Prompt: Enter every non-blank line of the items below into a Markdown table with the columns Line No. and Item Text, numbering the rows in order. Leave the pictures out of the table.

Material for the task:
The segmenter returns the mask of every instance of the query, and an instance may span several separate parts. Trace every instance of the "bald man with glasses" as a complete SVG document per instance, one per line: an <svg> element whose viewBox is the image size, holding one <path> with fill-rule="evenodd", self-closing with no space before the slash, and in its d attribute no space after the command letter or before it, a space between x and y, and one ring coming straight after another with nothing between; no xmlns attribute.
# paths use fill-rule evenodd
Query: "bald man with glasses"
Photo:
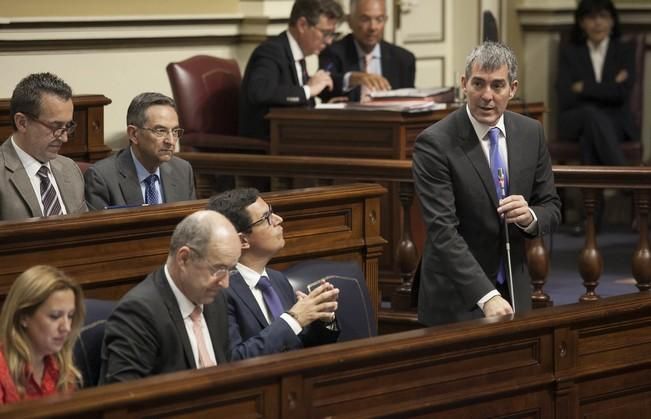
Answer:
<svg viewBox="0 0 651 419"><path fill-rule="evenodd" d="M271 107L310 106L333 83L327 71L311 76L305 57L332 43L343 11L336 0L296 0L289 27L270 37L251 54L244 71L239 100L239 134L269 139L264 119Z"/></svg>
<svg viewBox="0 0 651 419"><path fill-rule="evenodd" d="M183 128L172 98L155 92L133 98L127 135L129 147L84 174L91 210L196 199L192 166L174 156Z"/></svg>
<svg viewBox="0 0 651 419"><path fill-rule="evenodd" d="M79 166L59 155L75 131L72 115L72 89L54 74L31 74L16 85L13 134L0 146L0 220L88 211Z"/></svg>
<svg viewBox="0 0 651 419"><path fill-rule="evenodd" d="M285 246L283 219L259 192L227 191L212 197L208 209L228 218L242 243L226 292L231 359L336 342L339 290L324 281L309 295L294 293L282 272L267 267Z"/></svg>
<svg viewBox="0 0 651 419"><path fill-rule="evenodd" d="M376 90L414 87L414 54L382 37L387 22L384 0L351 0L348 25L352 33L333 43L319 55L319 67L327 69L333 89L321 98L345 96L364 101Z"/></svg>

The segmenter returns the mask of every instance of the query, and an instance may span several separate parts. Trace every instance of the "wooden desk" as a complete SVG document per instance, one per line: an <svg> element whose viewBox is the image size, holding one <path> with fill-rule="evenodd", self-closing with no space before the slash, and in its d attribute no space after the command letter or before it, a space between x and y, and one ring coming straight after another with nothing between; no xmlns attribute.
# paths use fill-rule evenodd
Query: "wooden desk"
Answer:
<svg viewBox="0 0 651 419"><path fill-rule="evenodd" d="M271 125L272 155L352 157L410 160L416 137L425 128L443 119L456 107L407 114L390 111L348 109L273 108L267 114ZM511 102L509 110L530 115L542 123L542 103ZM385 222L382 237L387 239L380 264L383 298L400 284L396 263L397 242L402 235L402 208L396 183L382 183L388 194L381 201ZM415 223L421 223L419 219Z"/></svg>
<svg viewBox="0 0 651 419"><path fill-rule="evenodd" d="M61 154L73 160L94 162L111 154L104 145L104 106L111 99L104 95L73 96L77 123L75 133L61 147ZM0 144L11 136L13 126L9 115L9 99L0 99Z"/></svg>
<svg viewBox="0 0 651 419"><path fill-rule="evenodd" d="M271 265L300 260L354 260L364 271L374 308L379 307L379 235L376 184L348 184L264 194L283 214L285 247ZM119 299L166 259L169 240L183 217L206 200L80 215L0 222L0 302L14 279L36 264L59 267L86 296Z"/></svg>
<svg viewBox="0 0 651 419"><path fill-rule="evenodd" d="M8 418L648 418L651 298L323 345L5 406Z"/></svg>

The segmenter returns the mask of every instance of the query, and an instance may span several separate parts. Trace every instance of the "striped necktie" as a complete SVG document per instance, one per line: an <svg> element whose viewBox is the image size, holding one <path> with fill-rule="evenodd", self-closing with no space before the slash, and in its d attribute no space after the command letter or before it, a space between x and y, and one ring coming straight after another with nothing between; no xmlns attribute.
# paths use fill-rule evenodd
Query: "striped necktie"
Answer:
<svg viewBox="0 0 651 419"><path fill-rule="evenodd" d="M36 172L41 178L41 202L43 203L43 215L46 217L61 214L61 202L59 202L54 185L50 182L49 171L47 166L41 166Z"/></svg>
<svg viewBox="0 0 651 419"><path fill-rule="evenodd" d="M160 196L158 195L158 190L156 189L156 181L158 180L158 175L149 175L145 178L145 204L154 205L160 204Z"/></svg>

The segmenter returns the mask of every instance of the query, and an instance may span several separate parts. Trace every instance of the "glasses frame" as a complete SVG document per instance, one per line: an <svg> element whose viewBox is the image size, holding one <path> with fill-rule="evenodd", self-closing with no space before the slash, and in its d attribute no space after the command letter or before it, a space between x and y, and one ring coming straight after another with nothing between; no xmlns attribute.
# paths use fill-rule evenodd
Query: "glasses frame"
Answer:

Task output:
| Line No. | Item Text |
|---|---|
| 1 | The segmenter returns the mask of every instance of the query, and an instance may span several separate parts. Trace every instance of the "bald man with glasses" as a complete SVG document per instance, one per line: an <svg> element whose viewBox is the image size, holding one <path> with fill-rule="evenodd", self-closing with no space before the slash, and in its d attribute no space after the command letter or before it, a space between x and y, and one ring coming straight after another with nothing between; no xmlns attribute. |
| 2 | # paths use fill-rule evenodd |
| 3 | Query: "bald man with glasses" |
| 4 | Photo: |
| 5 | Answer: |
| 6 | <svg viewBox="0 0 651 419"><path fill-rule="evenodd" d="M271 107L310 106L333 83L327 71L311 76L305 57L332 43L343 11L336 0L296 0L289 27L270 37L251 54L244 71L239 100L239 134L269 139L264 119Z"/></svg> |
| 7 | <svg viewBox="0 0 651 419"><path fill-rule="evenodd" d="M183 128L172 98L155 92L133 98L127 135L129 147L84 174L91 210L196 199L192 166L174 156Z"/></svg> |
| 8 | <svg viewBox="0 0 651 419"><path fill-rule="evenodd" d="M79 166L59 155L75 131L72 115L72 89L54 74L31 74L16 85L13 134L0 146L0 220L88 211Z"/></svg> |
| 9 | <svg viewBox="0 0 651 419"><path fill-rule="evenodd" d="M285 246L283 219L259 192L227 191L212 197L208 209L228 218L242 243L226 292L231 359L336 342L339 290L324 281L309 295L294 293L282 272L267 267Z"/></svg> |
| 10 | <svg viewBox="0 0 651 419"><path fill-rule="evenodd" d="M376 90L414 87L414 54L382 37L387 22L384 0L351 0L348 25L352 33L333 43L319 55L319 67L327 69L333 89L321 98L345 96L364 101Z"/></svg> |
| 11 | The segmenter returns the mask of every instance of the query, and an instance may span several separate parts. Trace every instance of the "wooden desk" as a complete SVG document per instance, one per line: an <svg> element whose viewBox is the image size, holding one <path> with fill-rule="evenodd", self-closing with no space before the slash, and in its d attribute no space after the command letter or before it, a space between x and y, and one ring coming straight after another with nothing between; no xmlns attribute. |
| 12 | # paths use fill-rule evenodd |
| 13 | Query: "wooden desk" |
| 14 | Answer: |
| 15 | <svg viewBox="0 0 651 419"><path fill-rule="evenodd" d="M271 125L272 155L352 157L410 160L416 137L425 128L443 119L456 107L407 114L390 111L348 109L273 108L267 114ZM511 102L509 110L530 115L542 123L542 103ZM385 222L382 237L387 239L380 264L383 298L400 284L396 263L397 242L402 235L402 208L396 183L382 183L388 194L381 201ZM415 223L421 223L419 219Z"/></svg> |
| 16 | <svg viewBox="0 0 651 419"><path fill-rule="evenodd" d="M61 154L73 160L94 162L111 154L104 145L104 106L111 99L104 95L73 96L77 123L75 133L61 147ZM0 144L11 136L13 126L9 115L9 99L0 99Z"/></svg> |
| 17 | <svg viewBox="0 0 651 419"><path fill-rule="evenodd" d="M271 265L300 260L354 260L364 271L374 308L379 307L379 235L376 184L348 184L264 194L283 214L285 247ZM119 299L166 259L169 240L183 217L206 200L80 215L0 222L0 302L14 279L36 264L59 267L86 296Z"/></svg> |
| 18 | <svg viewBox="0 0 651 419"><path fill-rule="evenodd" d="M8 418L648 418L651 298L323 345L5 406Z"/></svg> |
| 19 | The segmenter returns the mask of every instance of the query, and an instance may span several separate parts. Trace every instance of the "striped necktie" as a complete SVG document per instance, one per line: an <svg> element whose viewBox is the image size, holding one <path> with fill-rule="evenodd", self-closing with no space before the slash, and in its d attribute no space after the command letter or before it, a space between x and y, and one ring coming straight after another with nothing between; no xmlns attribute. |
| 20 | # paths use fill-rule evenodd |
| 21 | Query: "striped necktie" |
| 22 | Answer: |
| 23 | <svg viewBox="0 0 651 419"><path fill-rule="evenodd" d="M36 172L41 178L41 202L43 203L43 215L46 217L61 214L61 202L59 202L54 185L50 182L49 171L47 166L41 166Z"/></svg> |
| 24 | <svg viewBox="0 0 651 419"><path fill-rule="evenodd" d="M160 196L158 195L158 190L156 189L156 181L158 180L158 175L149 175L145 178L145 204L154 205L160 204Z"/></svg> |
| 25 | The segmenter returns the mask of every instance of the query, and an instance may span several separate parts. Trace every instance of the "glasses frame" as a complete SVG document per instance, one per line: an <svg> element whose viewBox is the image size, holding one <path> with fill-rule="evenodd", self-closing with no space before the slash, and in its d attribute no space after the command letter or before it, a space between x and y, and one ring coming straight after another with nothing between; no xmlns attribute. |
| 26 | # paths use fill-rule evenodd |
| 27 | Query: "glasses frame" |
| 28 | Answer: |